[Extracted records]
···

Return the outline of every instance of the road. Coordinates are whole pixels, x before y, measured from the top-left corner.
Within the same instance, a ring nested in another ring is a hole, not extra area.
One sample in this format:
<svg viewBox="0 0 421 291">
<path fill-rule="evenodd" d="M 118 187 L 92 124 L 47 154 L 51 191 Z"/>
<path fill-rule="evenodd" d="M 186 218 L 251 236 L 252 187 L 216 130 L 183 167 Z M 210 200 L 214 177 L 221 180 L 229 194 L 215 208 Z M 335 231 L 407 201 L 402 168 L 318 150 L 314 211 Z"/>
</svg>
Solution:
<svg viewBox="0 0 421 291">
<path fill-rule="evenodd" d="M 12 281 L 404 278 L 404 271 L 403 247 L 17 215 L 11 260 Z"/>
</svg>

···

• Aim:
Reproduce the records above in full, changing "road" to "river" wherever it occurs and leaving all other text unchanged.

• Written answer:
Return the outline of every instance of the river. Coordinates are whole pixels, x before y, measured from the top-left corner.
Within the same instance, a ring nested in another ring is a hole, not extra area.
One sample in this format:
<svg viewBox="0 0 421 291">
<path fill-rule="evenodd" d="M 118 187 L 92 124 L 47 154 L 51 191 Z"/>
<path fill-rule="evenodd" d="M 186 218 L 251 236 L 252 187 L 216 130 L 183 167 Z M 210 200 L 214 177 L 221 180 L 229 194 L 215 208 Z M 335 231 L 407 201 L 402 168 L 318 150 L 314 211 Z"/>
</svg>
Solution:
<svg viewBox="0 0 421 291">
<path fill-rule="evenodd" d="M 12 281 L 404 278 L 404 271 L 403 247 L 17 215 L 11 260 Z"/>
</svg>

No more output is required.